What we *don't* do well is revising the levels of standards that got  
published, became fully interoperable and deployed without needing a rev  
of the document. Why is their status still marked 'proposed' or 'draft'?  
RFC 2026 does NOT require a rev to the document to move forward if there  
are no errata.

DNSEXT has this problem in spades, partly because it's not zero work
to move something along the standards track.  Even if the document
needs no revision, you still have to meander through the process.
This takes time and, as important, the energy to prove that the
document really is ready to proceed.

What is the incentive to do the work?  Why bother?  Who is going to
spend time and effort on what is essentially a housekeeping task,
which is way less interesting than inventing new solutions (or
problems)?  Especially since you still have to go through last call,
at which point every kook on the Internet who has a lot of will (or
time on his or, rarely, her hands) has the opportunity to haul out
their rusty old axes and start grinding.

SHORT EXERCISE 1 —
Can you return the passage on advancing standards word for word, beginning at the words "DNSEXT has this" and stopping after "through the process."?

MATERIAL PROVIDED —
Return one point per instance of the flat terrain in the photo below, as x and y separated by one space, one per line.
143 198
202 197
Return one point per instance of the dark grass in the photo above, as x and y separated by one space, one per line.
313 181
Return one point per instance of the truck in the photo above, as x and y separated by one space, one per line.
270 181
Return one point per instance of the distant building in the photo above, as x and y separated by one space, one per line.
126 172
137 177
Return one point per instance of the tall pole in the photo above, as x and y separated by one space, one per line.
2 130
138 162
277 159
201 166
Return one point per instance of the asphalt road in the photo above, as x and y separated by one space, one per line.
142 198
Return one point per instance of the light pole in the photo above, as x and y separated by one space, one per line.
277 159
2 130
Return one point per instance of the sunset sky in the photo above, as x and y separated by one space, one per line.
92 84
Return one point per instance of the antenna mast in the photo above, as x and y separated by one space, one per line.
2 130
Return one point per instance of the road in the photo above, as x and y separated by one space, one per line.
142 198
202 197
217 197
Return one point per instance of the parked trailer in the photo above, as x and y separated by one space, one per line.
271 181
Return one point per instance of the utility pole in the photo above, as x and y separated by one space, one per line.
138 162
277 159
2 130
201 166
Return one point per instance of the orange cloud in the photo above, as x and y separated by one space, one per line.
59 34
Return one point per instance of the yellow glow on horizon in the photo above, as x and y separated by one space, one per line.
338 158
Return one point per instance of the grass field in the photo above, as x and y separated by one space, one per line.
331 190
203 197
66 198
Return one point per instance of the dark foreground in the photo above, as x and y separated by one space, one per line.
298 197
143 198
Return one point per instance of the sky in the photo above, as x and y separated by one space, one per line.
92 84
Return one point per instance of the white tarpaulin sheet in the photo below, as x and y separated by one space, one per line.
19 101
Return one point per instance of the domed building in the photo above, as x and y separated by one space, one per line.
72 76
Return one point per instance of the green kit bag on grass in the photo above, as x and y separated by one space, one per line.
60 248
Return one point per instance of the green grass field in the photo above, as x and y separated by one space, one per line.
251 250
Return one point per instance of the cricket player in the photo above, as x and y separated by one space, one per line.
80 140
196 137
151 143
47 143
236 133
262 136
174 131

SHORT EXERCISE 2 —
Can you rescale the listing from the line that contains "Return one point per instance of the dark foreground" through the end of the listing, both ends included? Give only those lines again, requests and all, with every x and y coordinate in the answers multiplied by 1.15 and rounded to a whole number, halves rounded up.

EXPECTED OUTPUT 1 —
DNSEXT has this problem in spades, partly because it's not zero work
to move something along the standards track.  Even if the document
needs no revision, you still have to meander through the process.

EXPECTED OUTPUT 2 —
Return one point per instance of the dark foreground in the photo above, as x and y separated by one space, one per line.
343 227
164 228
Return one point per instance of the sky in the photo above, as x and y separated by one space, one per line.
106 97
Return one point per instance of the white tarpaulin sheet in the photo below, as x and y separated by one space, one per line.
22 116
Return one point per instance of the domed building in the photo above, as x and y separated by one space, one per line.
83 87
Return one point per instance of the green kit bag on grass in the photo above, as x and y separated by one space, one per line.
69 285
Return one point per instance of the green grass field in the photo above, as x and y separated by one space, one per line.
289 288
Return one point per instance of the cricket player in the photo above, as x and y separated by one space, one per line.
92 161
225 158
174 164
54 164
271 153
301 156
200 151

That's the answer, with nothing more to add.